**Exercise instructions**: Each record below should be output verbatim, without pictures.

++++

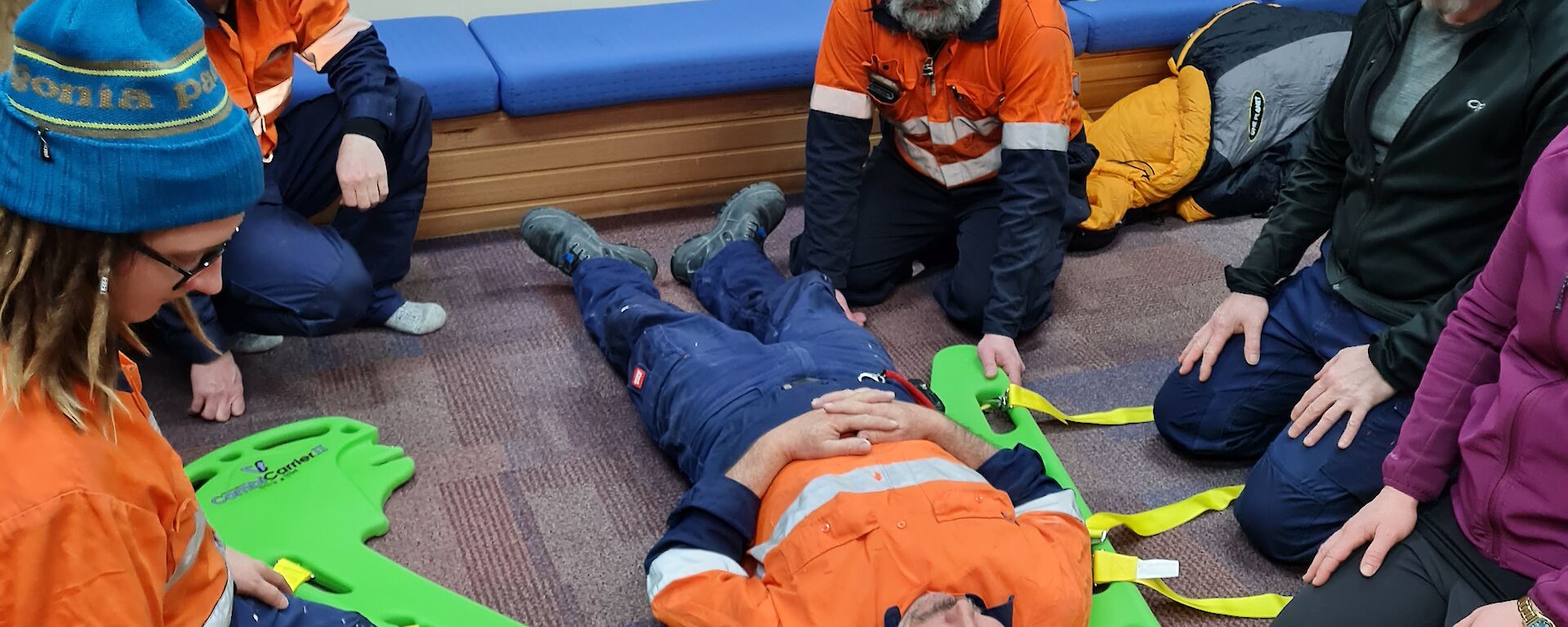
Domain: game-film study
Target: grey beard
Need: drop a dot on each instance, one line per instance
(1446, 7)
(957, 16)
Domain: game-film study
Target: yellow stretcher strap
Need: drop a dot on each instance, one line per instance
(1021, 397)
(1111, 568)
(295, 574)
(1165, 518)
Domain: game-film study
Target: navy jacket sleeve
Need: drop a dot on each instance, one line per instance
(366, 83)
(179, 337)
(715, 514)
(1019, 472)
(836, 149)
(838, 138)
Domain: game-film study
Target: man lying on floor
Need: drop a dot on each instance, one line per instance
(844, 496)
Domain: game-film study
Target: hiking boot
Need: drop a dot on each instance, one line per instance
(567, 240)
(750, 214)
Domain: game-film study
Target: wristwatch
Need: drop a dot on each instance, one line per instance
(1532, 615)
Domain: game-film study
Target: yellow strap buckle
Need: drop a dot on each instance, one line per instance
(1165, 518)
(1022, 397)
(294, 572)
(1111, 568)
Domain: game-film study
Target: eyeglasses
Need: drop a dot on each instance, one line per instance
(185, 274)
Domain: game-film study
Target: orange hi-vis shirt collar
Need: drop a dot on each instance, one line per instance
(256, 60)
(844, 541)
(1004, 83)
(100, 527)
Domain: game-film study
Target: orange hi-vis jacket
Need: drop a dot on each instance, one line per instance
(853, 541)
(995, 102)
(99, 530)
(959, 109)
(256, 61)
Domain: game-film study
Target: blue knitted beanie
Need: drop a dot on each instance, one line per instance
(115, 121)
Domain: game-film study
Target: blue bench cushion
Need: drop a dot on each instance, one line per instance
(1140, 24)
(1346, 7)
(1078, 27)
(439, 54)
(572, 60)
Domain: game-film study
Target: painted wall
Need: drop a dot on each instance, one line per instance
(477, 8)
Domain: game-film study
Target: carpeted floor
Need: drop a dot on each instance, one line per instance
(537, 492)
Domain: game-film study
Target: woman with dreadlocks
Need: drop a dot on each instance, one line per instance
(124, 170)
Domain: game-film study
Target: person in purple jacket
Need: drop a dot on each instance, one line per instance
(1471, 527)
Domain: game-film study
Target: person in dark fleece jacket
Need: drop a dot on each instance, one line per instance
(1416, 162)
(1490, 546)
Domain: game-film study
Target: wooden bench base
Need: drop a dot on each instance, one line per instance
(487, 171)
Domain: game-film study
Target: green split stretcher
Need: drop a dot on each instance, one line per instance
(310, 494)
(313, 492)
(959, 380)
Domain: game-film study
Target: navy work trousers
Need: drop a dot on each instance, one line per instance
(707, 388)
(1295, 496)
(284, 274)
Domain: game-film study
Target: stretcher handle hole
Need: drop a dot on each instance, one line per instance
(287, 436)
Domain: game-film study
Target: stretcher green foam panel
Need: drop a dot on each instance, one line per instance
(314, 492)
(959, 380)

++++

**Result for this exercise**:
Domain: game-film study
Target: grey beard
Need: drop a dot on each instance, one line per instance
(1446, 7)
(957, 16)
Domain: game-film study
Target: yellow stretcher strap
Need: drop a dot on each instance, one line per instance
(1021, 397)
(1111, 568)
(295, 574)
(1165, 518)
Domain: game-film study
Target: navy jacket sleeve
Need: drop a dot on each instance, one line per instance
(366, 83)
(179, 337)
(715, 514)
(1019, 472)
(836, 149)
(838, 138)
Domain: game-film study
Target: man lying on floor
Need: drop a dot on each instance, one line per instance
(844, 496)
Domain: game-film study
Target: hiking boot
Need: drop a dot on each instance, one line per instance
(567, 240)
(750, 214)
Domain: game-film study
Target: wristwatch
Need: drop a dot on each instance, one line per instance
(1532, 615)
Domain: game-film study
Target: yellow strap buckle
Need: drop a dot on each instance, one line per instance
(1165, 518)
(1022, 397)
(294, 572)
(1111, 568)
Domain: game-film study
Target: eyeglasses
Need: drop a dot on each instance, one line per instance
(185, 274)
Domain: game-film study
Target: orange hi-vis shirt collar
Need: drop a dot on each instance, one line per instance
(256, 60)
(844, 541)
(1004, 83)
(100, 527)
Domain: game-film study
Target: orange hi-vis jacket
Need: drop a dot on each instance, one line per instance
(853, 541)
(995, 102)
(99, 530)
(959, 109)
(256, 61)
Domain: game-film study
Target: blue knitted beanie
Need: drop a dot on each instance, one line per instance
(115, 121)
Domain: game-film study
Target: blue bench cushion
Need: drop a dot on each instance, one line per instance
(1140, 24)
(1346, 7)
(1078, 27)
(439, 54)
(572, 60)
Domain: game-film study
Target: painted wall
Need: drop a dot on each instance, one line per instance
(477, 8)
Domain: game-film study
Target: carpeted floor
Need: drop a dot on each instance, one line per instance
(537, 492)
Domain: game-film study
Target: woman with dreadlocks
Need: drop a dot on each instance, one line per instance
(124, 170)
Domain: game-film study
Target: person in purple jacket
Need: drop a dot on each instance, one line per instance
(1471, 527)
Domain: game-film study
Target: person in dark fleece jacket
Need: drop a dot on each instance, one line per instance
(1416, 162)
(1490, 546)
Domain: game-film study
Target: wooden bench base
Need: drop a dot on each instance, one line per instance
(487, 171)
Domain: game-film study
Target: green split stretcher
Need: drop a dot on each instance, one line per instance
(310, 494)
(313, 492)
(959, 380)
Domain: game-film study
Target: navy work trousers
Need: drop a dot on each instance, one line per instance
(707, 388)
(1295, 496)
(284, 274)
Domain: game-film study
Target: stretcher handle hole
Need: drop a dot on each instance, one line per instance
(287, 436)
Domain: game-film study
Target: stretcher green foam panel
Need: drop a dot on each instance, one line per instance
(314, 492)
(959, 380)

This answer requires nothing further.